- **Work required**:
Put the lines of the records as a JSON list of strings, one string per line with blank lines left out. Start with the line that contains "of the yellow" and go on through the line that contains "<point>510,245</point>".

- **Provided data**:

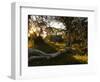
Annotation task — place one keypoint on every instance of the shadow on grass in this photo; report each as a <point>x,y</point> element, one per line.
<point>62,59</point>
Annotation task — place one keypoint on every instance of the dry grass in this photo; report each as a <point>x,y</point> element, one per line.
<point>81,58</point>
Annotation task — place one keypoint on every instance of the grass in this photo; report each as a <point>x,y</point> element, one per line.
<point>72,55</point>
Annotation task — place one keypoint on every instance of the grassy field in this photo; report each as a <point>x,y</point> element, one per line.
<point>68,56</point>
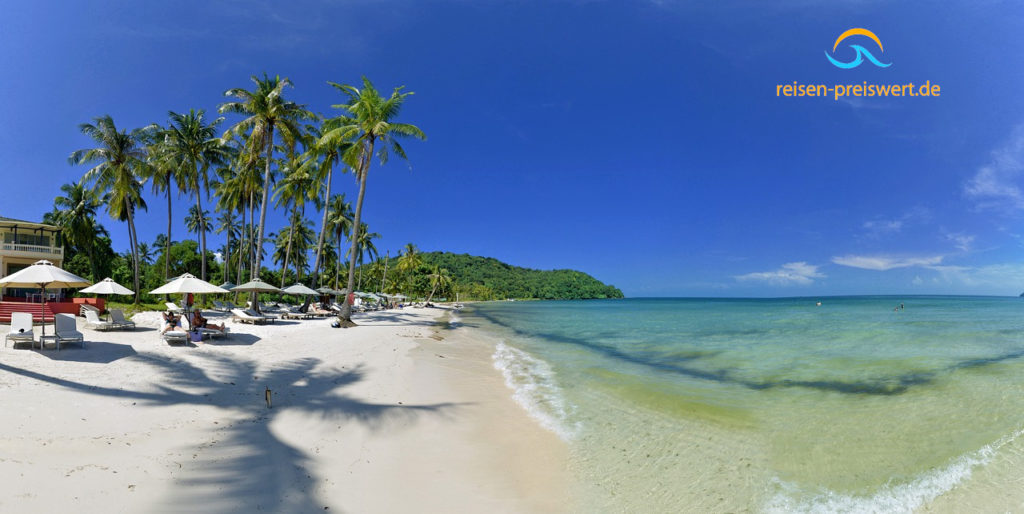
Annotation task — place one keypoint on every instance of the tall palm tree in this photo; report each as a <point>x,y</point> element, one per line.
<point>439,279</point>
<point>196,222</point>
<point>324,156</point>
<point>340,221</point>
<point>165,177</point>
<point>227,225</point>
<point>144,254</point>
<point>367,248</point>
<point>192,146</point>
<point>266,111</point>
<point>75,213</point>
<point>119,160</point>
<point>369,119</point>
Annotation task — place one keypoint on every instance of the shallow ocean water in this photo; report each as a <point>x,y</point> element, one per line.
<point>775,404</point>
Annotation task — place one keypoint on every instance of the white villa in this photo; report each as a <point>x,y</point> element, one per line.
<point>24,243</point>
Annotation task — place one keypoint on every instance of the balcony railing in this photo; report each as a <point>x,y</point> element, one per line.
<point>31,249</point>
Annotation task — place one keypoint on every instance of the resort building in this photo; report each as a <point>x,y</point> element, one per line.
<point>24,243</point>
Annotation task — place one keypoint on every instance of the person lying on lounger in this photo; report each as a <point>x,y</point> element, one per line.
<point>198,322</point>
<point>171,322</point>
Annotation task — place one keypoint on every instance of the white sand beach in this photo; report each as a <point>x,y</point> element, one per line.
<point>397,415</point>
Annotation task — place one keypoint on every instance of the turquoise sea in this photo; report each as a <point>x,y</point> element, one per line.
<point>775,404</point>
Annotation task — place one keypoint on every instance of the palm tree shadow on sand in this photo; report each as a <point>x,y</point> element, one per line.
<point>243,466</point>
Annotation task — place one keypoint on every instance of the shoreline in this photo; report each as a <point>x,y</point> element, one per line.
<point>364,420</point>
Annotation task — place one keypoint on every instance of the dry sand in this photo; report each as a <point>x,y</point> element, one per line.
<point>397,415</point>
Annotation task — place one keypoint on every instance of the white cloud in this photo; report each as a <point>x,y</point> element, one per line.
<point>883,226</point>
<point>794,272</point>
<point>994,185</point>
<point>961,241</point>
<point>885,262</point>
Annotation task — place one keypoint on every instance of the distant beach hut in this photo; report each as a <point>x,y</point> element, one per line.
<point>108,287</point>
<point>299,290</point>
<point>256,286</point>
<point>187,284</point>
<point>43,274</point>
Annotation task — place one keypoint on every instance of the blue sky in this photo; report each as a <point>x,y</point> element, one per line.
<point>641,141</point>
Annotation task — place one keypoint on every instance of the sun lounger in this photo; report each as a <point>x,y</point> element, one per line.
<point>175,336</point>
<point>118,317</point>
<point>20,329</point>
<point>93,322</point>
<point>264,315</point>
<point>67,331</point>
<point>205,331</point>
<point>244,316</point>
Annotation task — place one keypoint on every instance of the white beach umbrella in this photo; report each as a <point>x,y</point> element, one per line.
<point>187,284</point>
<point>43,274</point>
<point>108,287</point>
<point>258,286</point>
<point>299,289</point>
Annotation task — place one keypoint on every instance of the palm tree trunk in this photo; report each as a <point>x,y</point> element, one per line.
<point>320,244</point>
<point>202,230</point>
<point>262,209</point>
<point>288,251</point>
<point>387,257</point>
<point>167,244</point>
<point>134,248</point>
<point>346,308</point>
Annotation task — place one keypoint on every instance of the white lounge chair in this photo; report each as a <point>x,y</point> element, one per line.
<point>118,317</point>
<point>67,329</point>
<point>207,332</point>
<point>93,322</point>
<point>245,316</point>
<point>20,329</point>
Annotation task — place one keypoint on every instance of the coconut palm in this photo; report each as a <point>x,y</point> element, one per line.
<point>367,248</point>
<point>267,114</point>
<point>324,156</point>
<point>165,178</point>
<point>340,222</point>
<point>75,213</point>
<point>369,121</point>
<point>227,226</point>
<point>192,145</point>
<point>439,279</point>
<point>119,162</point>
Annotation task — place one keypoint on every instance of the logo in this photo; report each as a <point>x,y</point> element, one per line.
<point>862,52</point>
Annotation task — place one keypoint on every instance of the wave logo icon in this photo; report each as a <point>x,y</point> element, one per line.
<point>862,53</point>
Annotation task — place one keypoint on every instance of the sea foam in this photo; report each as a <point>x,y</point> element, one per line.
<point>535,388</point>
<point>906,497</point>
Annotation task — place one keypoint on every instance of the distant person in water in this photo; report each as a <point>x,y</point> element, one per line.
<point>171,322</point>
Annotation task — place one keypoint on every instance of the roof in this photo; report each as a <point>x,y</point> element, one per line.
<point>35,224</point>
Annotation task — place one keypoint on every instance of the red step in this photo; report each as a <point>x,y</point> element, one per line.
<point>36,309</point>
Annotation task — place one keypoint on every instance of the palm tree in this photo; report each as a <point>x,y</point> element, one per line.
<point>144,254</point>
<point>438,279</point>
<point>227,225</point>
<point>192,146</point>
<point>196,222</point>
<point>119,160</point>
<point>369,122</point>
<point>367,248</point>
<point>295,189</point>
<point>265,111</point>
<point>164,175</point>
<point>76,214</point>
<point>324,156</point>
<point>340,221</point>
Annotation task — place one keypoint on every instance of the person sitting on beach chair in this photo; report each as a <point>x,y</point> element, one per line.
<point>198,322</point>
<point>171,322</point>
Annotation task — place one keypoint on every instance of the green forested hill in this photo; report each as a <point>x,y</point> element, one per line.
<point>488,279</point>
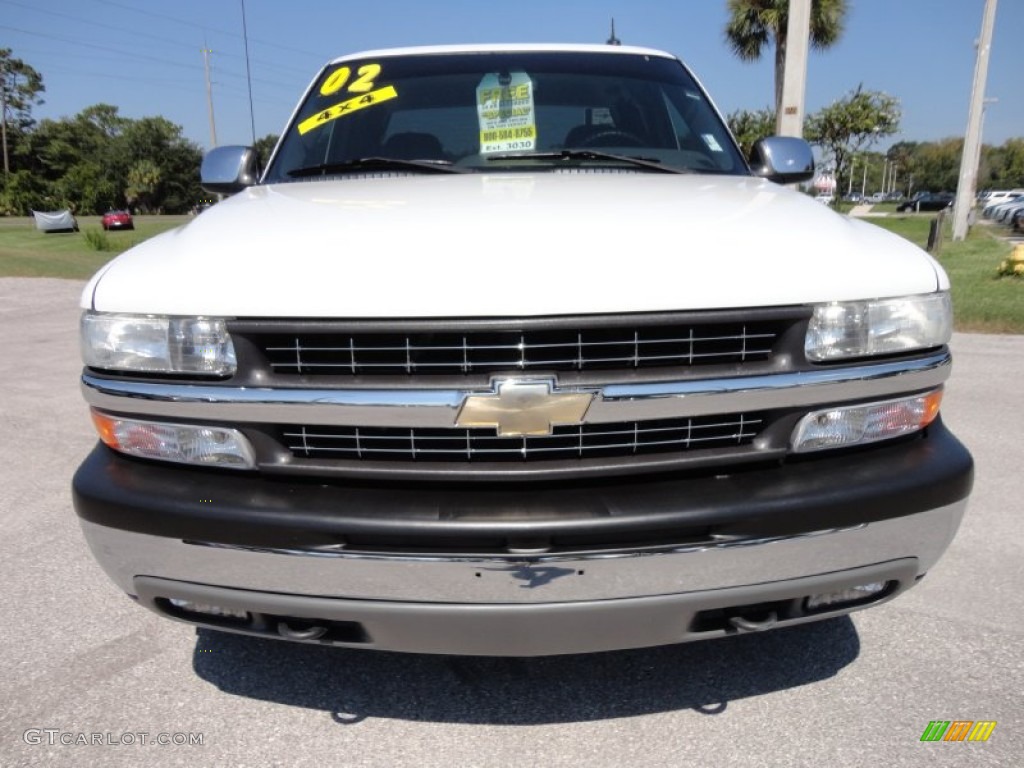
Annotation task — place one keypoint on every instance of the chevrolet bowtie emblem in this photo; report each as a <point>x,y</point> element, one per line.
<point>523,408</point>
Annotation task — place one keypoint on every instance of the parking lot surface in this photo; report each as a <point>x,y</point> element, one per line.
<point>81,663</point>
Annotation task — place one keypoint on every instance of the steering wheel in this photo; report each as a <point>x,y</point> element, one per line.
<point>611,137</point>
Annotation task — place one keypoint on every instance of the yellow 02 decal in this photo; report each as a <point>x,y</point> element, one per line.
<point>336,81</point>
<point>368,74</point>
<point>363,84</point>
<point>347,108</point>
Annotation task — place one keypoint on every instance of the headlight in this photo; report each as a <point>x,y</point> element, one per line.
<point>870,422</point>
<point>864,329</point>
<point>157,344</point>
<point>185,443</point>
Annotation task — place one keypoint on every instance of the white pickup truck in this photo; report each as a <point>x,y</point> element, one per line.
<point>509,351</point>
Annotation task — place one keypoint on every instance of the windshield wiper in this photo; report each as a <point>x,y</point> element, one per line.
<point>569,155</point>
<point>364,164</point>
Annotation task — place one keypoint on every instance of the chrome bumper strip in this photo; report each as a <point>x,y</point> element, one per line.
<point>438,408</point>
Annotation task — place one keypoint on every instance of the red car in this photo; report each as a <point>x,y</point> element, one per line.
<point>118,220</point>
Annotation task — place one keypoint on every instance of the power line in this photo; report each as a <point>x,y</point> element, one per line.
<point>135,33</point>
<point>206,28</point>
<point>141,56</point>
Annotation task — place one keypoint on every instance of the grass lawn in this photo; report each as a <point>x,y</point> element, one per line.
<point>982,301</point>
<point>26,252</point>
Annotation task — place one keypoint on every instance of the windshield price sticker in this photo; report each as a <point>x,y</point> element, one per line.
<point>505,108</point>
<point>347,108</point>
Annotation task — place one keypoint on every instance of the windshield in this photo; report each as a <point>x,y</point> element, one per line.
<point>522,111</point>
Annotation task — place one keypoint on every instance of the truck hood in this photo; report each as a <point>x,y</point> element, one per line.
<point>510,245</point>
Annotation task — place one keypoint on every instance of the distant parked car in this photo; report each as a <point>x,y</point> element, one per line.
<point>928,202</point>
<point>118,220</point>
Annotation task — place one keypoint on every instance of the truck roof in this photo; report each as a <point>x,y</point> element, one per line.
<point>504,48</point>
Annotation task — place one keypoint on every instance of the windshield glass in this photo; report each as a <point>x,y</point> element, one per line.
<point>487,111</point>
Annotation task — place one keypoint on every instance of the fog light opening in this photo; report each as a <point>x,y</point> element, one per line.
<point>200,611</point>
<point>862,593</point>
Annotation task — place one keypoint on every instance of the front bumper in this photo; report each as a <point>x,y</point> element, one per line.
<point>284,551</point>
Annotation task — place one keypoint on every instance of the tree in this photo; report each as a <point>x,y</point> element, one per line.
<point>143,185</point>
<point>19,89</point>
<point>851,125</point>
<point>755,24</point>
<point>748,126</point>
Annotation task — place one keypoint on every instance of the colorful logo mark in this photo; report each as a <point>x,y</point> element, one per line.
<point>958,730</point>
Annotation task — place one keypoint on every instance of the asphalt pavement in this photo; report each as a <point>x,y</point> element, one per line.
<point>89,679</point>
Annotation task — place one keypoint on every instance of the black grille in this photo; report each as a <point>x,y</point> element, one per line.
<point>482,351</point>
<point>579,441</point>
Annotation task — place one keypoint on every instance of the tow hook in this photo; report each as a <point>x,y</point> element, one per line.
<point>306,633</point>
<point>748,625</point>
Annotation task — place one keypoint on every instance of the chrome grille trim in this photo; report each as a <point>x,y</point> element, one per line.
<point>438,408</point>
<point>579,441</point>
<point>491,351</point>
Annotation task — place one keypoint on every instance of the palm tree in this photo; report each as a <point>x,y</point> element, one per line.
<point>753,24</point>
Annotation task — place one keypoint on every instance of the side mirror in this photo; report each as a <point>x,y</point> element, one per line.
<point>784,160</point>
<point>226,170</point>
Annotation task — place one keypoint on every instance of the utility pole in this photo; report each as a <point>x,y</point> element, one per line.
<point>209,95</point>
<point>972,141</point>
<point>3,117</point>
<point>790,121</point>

- **Task result**:
[
  "Annotation task — place one keypoint on every instance of the yellow 02 decal in this photo; report each as a <point>x,y</point> element, one per line.",
  "<point>336,81</point>",
  "<point>368,74</point>",
  "<point>363,84</point>",
  "<point>347,108</point>",
  "Annotation task — place one keypoint on every instance of the headlight in this photo; report each as a <point>x,y</point> element, one per line.",
  "<point>870,422</point>",
  "<point>864,329</point>",
  "<point>157,344</point>",
  "<point>185,443</point>",
  "Annotation task — place one keypoint on every instance of the white pickup truck in this photo; report each as a <point>x,y</point> element, one per line.",
  "<point>509,351</point>",
  "Annotation task — place one keypoint on every instance of the windshield wiper in this photo; report each as a <point>x,y</point> element, one per line.",
  "<point>569,155</point>",
  "<point>364,164</point>",
  "Annotation task — place one keypoint on every instance of the chrome bumper strip in this photo; report each as a <point>x,y</point> element, one per line.",
  "<point>438,408</point>",
  "Annotation task — place one keypoint on every instance of the red car in this photo; report each as a <point>x,y</point> element, one per line.",
  "<point>118,220</point>",
  "Annotation task — place one keypoint on every instance of the power line in this photo; report each as a <point>x,y</point> element, one per line.",
  "<point>135,33</point>",
  "<point>206,28</point>",
  "<point>141,56</point>",
  "Annotation task — place one keypoint on every instance of the grass lawn in this photo; report each as a <point>x,y</point> element, one per line.",
  "<point>982,301</point>",
  "<point>26,252</point>",
  "Annotation task — place one keypoint on every instance of the windshield price sticker in this photo; report each as a <point>x,y</point> element, one per line.",
  "<point>505,108</point>",
  "<point>347,108</point>",
  "Annotation task — place one keypoint on every instance of the windshield in this photo; report each as a <point>x,y</point> element, one per line.",
  "<point>522,111</point>",
  "Annotation task — place one keypoint on every instance of the truck hood in this photo; report each as a <point>x,y</point> element, one per line.",
  "<point>510,245</point>"
]